SHORT EXERCISE:
In the records below, how many lines contain the string "green", matching case exactly? Reply with the number alone.

(Items from a data source)
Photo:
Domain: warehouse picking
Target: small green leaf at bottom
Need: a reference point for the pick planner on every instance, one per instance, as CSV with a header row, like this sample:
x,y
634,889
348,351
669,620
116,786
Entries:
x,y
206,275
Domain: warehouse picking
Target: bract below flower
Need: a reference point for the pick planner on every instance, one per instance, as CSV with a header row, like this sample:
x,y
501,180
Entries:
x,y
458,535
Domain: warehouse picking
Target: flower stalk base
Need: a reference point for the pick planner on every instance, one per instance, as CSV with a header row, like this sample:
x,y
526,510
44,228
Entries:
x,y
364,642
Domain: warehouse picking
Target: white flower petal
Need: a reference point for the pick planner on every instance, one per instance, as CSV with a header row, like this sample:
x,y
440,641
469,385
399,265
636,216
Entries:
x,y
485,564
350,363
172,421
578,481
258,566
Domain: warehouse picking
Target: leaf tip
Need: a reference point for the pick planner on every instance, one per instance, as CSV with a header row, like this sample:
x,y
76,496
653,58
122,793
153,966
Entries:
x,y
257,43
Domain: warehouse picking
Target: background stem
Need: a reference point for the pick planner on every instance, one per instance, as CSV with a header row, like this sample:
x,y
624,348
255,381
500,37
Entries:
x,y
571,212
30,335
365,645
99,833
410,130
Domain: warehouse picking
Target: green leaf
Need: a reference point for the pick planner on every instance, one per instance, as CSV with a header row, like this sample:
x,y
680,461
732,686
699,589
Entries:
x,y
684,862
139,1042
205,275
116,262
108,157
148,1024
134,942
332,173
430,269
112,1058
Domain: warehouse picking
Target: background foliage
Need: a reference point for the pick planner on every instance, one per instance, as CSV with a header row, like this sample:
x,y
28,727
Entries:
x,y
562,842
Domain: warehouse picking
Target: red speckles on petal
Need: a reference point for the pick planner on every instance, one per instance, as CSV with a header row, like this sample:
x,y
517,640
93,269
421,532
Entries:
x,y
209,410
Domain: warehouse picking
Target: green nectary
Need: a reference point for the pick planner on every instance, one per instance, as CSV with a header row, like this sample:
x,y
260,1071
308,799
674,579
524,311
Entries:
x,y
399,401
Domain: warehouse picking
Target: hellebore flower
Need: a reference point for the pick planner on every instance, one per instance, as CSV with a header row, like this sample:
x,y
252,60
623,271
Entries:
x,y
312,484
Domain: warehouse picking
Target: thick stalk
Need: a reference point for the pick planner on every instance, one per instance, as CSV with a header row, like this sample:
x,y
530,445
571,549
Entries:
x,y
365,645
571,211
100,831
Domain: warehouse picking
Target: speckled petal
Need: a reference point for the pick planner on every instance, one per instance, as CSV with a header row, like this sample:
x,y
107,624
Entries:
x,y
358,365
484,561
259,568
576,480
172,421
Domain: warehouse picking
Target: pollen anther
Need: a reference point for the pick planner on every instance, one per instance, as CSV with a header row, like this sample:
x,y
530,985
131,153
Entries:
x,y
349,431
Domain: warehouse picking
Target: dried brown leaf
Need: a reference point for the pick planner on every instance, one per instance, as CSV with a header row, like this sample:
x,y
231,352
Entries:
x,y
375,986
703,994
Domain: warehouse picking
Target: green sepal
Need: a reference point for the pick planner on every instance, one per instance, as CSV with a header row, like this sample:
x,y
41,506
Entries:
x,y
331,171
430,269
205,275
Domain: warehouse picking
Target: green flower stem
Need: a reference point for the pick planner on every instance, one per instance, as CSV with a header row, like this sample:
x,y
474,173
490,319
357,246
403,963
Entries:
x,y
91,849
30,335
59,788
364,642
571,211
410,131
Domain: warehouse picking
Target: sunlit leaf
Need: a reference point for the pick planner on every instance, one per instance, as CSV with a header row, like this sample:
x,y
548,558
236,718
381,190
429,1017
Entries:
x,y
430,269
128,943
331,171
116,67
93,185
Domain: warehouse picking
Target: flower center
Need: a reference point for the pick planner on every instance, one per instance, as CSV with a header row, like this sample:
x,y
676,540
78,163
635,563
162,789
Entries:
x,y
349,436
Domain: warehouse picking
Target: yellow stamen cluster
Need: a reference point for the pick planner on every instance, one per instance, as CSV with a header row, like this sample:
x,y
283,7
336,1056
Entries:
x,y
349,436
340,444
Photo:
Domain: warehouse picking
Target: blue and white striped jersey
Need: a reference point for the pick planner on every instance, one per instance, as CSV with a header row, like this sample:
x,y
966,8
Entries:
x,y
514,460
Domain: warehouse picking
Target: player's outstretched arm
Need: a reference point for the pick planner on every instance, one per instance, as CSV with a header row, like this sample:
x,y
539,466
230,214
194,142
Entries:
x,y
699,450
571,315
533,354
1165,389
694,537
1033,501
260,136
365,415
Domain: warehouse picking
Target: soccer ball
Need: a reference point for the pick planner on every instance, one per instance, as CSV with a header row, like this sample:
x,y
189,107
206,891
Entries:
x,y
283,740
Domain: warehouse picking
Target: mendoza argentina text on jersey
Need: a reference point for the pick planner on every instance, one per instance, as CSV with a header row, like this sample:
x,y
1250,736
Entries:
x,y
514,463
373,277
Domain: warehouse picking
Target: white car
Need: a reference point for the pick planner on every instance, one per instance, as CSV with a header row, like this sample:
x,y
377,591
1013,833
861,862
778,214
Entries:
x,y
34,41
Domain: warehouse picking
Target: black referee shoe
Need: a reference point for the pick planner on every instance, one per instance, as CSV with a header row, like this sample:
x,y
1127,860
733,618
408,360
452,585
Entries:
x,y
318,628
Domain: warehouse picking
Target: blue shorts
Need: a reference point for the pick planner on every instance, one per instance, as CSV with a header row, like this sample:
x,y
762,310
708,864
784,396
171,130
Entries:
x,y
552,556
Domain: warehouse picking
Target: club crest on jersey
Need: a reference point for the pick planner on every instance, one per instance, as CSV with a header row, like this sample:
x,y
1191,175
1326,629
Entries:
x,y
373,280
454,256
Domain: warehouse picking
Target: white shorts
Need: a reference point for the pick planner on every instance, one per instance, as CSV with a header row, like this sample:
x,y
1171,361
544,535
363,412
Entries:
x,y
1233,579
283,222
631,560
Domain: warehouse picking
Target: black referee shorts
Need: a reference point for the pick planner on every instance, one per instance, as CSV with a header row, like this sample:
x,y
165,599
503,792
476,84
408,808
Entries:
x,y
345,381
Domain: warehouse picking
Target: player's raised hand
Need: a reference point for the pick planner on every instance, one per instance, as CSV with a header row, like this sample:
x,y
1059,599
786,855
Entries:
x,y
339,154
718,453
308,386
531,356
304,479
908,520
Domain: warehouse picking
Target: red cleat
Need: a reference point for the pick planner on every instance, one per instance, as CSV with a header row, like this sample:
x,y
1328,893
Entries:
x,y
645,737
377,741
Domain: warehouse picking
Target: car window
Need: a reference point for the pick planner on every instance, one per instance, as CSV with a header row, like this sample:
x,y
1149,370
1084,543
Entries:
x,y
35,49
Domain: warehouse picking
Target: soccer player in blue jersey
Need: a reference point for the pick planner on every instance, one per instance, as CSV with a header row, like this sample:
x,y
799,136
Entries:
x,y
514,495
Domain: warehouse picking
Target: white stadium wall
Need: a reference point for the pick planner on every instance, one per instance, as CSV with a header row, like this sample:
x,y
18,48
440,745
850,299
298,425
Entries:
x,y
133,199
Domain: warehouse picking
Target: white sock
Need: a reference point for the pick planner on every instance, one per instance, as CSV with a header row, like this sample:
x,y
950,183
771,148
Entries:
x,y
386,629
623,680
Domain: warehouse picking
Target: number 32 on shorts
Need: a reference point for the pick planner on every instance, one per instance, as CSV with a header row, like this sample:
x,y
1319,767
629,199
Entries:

PROBLEM SOLUTION:
5